- _Problem to solve_: Each record below should be given again exactly as it reads.

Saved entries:
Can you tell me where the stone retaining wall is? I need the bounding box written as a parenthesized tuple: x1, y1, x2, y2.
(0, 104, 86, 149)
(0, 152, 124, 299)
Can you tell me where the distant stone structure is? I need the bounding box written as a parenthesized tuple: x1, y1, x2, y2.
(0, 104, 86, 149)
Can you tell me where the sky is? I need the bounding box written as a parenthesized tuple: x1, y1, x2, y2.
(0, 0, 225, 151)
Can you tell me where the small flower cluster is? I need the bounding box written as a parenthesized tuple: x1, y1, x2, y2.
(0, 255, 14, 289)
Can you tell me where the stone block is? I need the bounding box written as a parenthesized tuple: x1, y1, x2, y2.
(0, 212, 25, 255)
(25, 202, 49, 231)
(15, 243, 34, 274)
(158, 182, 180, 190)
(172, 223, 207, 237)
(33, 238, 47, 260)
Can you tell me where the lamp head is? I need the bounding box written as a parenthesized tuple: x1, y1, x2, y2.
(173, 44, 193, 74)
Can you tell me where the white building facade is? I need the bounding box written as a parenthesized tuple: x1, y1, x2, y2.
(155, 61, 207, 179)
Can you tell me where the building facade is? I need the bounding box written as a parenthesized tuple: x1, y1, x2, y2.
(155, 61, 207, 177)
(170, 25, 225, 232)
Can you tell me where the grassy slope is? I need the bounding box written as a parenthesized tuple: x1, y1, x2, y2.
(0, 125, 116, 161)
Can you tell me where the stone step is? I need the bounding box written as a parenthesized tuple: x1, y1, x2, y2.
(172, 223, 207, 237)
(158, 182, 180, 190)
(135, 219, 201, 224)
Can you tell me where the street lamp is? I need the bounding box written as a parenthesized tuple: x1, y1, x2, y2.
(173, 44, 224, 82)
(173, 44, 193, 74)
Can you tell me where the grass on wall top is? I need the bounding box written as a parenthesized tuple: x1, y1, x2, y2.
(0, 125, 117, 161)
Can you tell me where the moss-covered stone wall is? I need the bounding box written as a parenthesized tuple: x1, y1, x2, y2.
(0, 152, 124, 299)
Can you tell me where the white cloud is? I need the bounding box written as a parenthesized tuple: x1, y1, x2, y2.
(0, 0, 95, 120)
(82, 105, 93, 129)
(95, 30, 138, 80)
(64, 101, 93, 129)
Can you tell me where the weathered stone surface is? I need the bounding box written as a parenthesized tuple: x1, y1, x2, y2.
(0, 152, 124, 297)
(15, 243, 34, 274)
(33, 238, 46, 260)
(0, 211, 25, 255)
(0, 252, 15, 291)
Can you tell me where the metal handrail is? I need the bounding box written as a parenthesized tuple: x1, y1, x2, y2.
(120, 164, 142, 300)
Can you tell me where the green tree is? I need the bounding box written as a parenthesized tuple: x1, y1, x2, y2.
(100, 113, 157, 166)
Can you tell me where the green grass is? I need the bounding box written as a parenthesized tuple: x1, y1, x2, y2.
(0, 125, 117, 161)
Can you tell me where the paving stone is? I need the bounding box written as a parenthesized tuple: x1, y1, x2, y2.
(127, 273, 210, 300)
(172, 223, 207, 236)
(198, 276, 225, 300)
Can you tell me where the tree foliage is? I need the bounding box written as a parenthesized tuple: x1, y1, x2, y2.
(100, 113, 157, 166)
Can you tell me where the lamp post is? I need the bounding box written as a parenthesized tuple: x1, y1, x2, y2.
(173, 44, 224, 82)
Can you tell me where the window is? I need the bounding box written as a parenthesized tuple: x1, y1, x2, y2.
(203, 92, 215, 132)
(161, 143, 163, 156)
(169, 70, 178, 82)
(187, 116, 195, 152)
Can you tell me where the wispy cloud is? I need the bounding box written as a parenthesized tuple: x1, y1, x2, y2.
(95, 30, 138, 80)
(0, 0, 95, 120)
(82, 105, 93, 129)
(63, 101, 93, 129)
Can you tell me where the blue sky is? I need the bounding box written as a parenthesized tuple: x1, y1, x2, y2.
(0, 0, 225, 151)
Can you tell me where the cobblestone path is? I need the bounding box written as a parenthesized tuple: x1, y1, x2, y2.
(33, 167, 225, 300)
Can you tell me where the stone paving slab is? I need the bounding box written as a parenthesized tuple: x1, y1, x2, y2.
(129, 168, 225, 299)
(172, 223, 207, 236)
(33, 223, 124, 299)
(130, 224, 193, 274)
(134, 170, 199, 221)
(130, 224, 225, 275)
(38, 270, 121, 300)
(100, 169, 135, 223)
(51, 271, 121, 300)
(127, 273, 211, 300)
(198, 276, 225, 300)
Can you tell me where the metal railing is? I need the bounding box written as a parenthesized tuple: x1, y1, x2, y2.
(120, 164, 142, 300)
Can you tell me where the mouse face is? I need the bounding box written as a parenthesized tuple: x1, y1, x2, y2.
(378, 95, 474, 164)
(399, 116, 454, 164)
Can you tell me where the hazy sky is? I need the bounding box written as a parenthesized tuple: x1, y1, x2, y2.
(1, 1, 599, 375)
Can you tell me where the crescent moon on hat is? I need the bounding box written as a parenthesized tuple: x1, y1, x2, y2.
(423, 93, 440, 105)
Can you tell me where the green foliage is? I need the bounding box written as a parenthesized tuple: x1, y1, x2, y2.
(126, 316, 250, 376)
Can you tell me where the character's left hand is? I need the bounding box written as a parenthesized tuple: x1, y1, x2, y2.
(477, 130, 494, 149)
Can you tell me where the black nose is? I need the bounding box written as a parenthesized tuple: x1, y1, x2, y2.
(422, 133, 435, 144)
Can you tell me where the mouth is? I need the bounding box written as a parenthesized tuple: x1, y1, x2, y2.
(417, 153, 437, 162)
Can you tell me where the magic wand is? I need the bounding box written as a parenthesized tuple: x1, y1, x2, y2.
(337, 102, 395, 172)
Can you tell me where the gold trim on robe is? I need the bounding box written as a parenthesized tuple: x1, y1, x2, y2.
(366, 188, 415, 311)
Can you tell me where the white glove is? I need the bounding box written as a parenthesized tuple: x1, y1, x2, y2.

- _Response area_:
Can you tell me where the stone retaining wall is? I need the bounding box written as a parenthesized tuple: x1, y1, x2, y2.
(0, 104, 86, 149)
(0, 152, 124, 299)
Can you tell me where the distant stone structure is? I need the bounding box written as a parenthesized tuple: x1, y1, x2, y2.
(0, 104, 86, 149)
Can you tell me where the sky is? I need the bounding box written as a parenthesized tuple: x1, y1, x2, y2.
(0, 0, 225, 151)
Can you tell me where the small flower cluster is? I need the bounding box written as a parenthesized tuple: x1, y1, x2, y2.
(0, 255, 14, 289)
Can you tell me where the stone block is? I need the bounding box written as a parenthesized tuple: x1, y1, x2, y2.
(0, 212, 25, 255)
(25, 202, 49, 231)
(15, 243, 34, 274)
(158, 182, 180, 190)
(172, 223, 207, 237)
(33, 238, 47, 260)
Can you tell me where the lamp head is? I need the bounding box written as a parenthesized tuple: x1, y1, x2, y2.
(173, 44, 193, 74)
Can you tell me where the white building facade is? I need the bounding box written as a parenthesized tuple: x1, y1, x2, y2.
(155, 61, 207, 179)
Can you tell me where the building facade is? I need the bounding box written as a parenthesized tuple: x1, y1, x2, y2.
(155, 61, 207, 177)
(170, 25, 225, 232)
Can you tell me where the grassy slope is? I need the bounding box written as a parenthesized tuple: x1, y1, x2, y2.
(0, 125, 116, 161)
Can you tell me where the stone step is? I need the bounding box written as a parenthesized tuple: x1, y1, x2, y2.
(172, 223, 207, 237)
(158, 182, 180, 190)
(135, 219, 201, 224)
Can you tell me where the street lamp is? I need the bounding box written as a parenthesized tuple: x1, y1, x2, y2.
(173, 44, 224, 82)
(173, 44, 193, 74)
Can you tell me where the grass on wall top is? I need the bounding box written as a parenthesized tuple: x1, y1, x2, y2.
(0, 125, 117, 161)
Can you tell me where the moss-covered stone wall is? I need the bounding box written as a parenthesized tuple: x1, y1, x2, y2.
(0, 152, 124, 299)
Can you tell me where the white cloud is? I need the bounding box written as a parenthesized tuple: x1, y1, x2, y2.
(0, 0, 95, 120)
(82, 105, 93, 129)
(95, 30, 138, 80)
(64, 101, 93, 129)
Can you tell me where the weathered stone surface is? I need the bounding box written as a parenthesized tuple: x1, y1, x2, y2.
(0, 152, 124, 297)
(15, 243, 34, 274)
(33, 238, 46, 260)
(0, 211, 25, 255)
(0, 252, 15, 291)
Can you tell me where the metal handrail is? I need the bounding box written as a parenthesized tuple: x1, y1, x2, y2.
(120, 164, 142, 300)
Can you tell me where the green tree is? I need the bounding box written as a parenthesized tuple: x1, y1, x2, y2.
(100, 113, 157, 166)
Can you tell me where the green grass is? I need the bounding box written as a parenthesized tuple: x1, y1, x2, y2.
(0, 125, 117, 161)
Can you tell me where the paving stone is? I need the bounding box written as a parenthesized tuple: x1, y1, x2, y2.
(127, 273, 210, 300)
(172, 223, 207, 236)
(198, 276, 225, 300)
Can you tell me where the tree foliage is? I need the bounding box written as a parenthesized tuple: x1, y1, x2, y2.
(100, 113, 157, 166)
Can you tell me where the lamp post is? I need the bounding box written as a parenthesized tuple: x1, y1, x2, y2.
(173, 44, 224, 82)
Can you tell me where the window is? I need the bounding box written as a parenthesized tuple: x1, y1, x2, y2.
(203, 92, 215, 132)
(161, 143, 163, 156)
(169, 70, 178, 82)
(187, 116, 195, 152)
Can you tell me where the wispy cloud is? I need the bounding box written as a parenthesized tuple: x1, y1, x2, y2.
(95, 30, 138, 80)
(0, 0, 95, 120)
(82, 105, 93, 129)
(63, 101, 93, 129)
Can you tell me where the blue sky is? I need the bounding box written as a parenthesized tuple: x1, y1, x2, y2.
(0, 0, 225, 151)
Can you tell me where the cobblestone path is? I need the bounding box written as a parenthesized tuple: x1, y1, x2, y2.
(33, 167, 225, 300)
Can you tell me where the stone paving slab is? I need the bounding box written as a parenthesized tuple: x1, y1, x2, y2.
(129, 168, 225, 299)
(172, 223, 207, 236)
(33, 223, 124, 299)
(130, 224, 193, 274)
(134, 170, 199, 221)
(130, 224, 225, 275)
(38, 270, 121, 300)
(100, 169, 135, 223)
(51, 271, 121, 300)
(127, 273, 211, 300)
(198, 276, 225, 300)
Can you tell me where the metal railing is? I need the bounding box written as a parenthesized tuple: x1, y1, x2, y2.
(120, 164, 142, 300)
Can you tell me where the mouse face is? I need the bounding box written as a parenthesized tuple: x1, y1, x2, y2.
(378, 95, 474, 164)
(399, 116, 454, 164)
Can you tell me where the hazy sky is? I need the bounding box written as a parenthesized tuple: x1, y1, x2, y2.
(1, 1, 599, 375)
Can you tell me where the crescent moon on hat is? I need the bounding box written as a parenthesized tuple: x1, y1, x2, y2.
(423, 93, 440, 105)
Can you tell me where the green foliage is? I need the bounding box written as a parenthesized tuple: x1, y1, x2, y2.
(126, 316, 250, 376)
Can you tell me where the character's left hand is? I need the bounding box written as a parenthesized tuple: x1, y1, x2, y2.
(477, 130, 494, 149)
Can you tell me where the black nose is? I need the bounding box written as a parenthesized tuple: x1, y1, x2, y2.
(422, 133, 435, 144)
Can you tell me where the mouth is? I need the bounding box written as a parenthesized tuple: x1, y1, x2, y2.
(417, 153, 437, 162)
Can you tell me where the magic wand is? I need the bounding box written as a parenthesized tuple: x1, y1, x2, y2.
(337, 102, 395, 172)
Can you tell me where the gold trim on robe is? I need the bounding box written as a parenthesized tuple: x1, y1, x2, y2.
(366, 188, 415, 311)
Can you tell me where the white glove is? I need the bounding box written as a parenthesized tuple: x1, y1, x2, y2.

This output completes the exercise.